Dans un arrêt du 13 avril 2016[1], la Chambre sociale de la Cour de Cassation a remis en cause la notion de préjudice nécessaire ou automatique, appliquée depuis de nombreuses années par les tribunaux. Cet arrêt, parce qu’il est destiné à être publié au Bulletin, tend à marquer un progressif revirement de jurisprudence. Jusqu’à quel point le préjudice nécessaire sera-t-il abandonné ?
Retour sur la notion du préjudice nécessaire
Le préjudice nécessaire est une notion prétorienne apparue dans le contexte de la procédure de licenciement, son non-respect entraînant automatiquement un préjudice indemnisable[2]. L’objectif est d’assurer une indemnisation automatique du salarié du seul fait d’un manquement de l’employeur sans qu’il ait à prouver que ce manquement lui aurait causé un dommage.

**EXERCICES À RÉALISER:**
[A] Selon le passage, pourquoi l'arrêt du 13 avril 2016 tend-il à marquer un progressif revirement de jurisprudence ? Répondez en une à trois phrases.
[B] Réécrivez sous forme de liste le paragraphe du passage qui commence par « Le préjudice nécessaire est une notion prétorienne », en conservant ses faits essentiels.

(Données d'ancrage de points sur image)
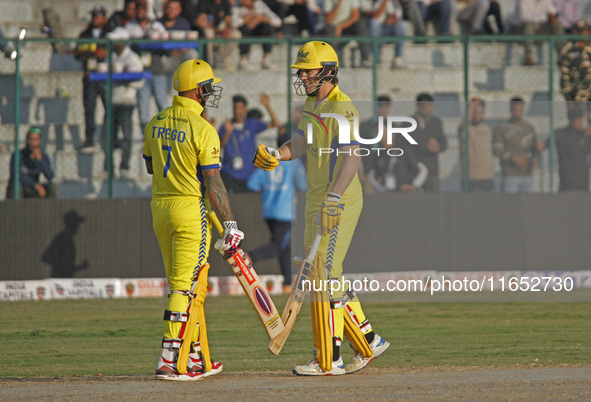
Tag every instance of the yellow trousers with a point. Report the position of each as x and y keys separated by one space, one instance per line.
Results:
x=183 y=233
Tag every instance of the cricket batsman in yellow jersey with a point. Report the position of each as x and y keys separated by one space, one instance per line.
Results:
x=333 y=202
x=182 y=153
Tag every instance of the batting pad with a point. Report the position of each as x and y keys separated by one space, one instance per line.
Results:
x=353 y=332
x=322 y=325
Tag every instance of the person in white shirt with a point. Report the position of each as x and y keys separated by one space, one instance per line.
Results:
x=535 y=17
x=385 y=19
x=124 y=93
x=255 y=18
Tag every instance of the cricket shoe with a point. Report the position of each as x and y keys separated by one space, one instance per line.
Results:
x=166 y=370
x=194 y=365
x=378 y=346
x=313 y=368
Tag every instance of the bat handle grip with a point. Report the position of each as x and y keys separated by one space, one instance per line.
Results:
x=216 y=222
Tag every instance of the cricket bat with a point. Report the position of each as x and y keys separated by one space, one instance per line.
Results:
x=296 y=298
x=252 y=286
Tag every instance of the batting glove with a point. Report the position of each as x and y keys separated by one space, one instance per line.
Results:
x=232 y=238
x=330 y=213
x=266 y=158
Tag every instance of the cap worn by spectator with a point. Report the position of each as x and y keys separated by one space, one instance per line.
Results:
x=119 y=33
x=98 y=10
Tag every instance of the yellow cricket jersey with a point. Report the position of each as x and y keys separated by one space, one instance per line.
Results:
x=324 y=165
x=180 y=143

**VOS RÉPONSES RÉDIGÉES:**
[A] L'arrêt est destiné à être publié au Bulletin. C'est pour cette raison qu'il tend à marquer un progressif revirement de jurisprudence sur la notion de préjudice nécessaire.

[B]
- Le préjudice nécessaire est une notion prétorienne.
- Elle est apparue dans le contexte de la procédure de licenciement.
- Le non-respect de cette procédure entraîne automatiquement un préjudice indemnisable.
- Le but est d'indemniser automatiquement le salarié du seul fait d'un manquement de l'employeur.
- Le salarié n'a pas à prouver que ce manquement lui a causé un dommage.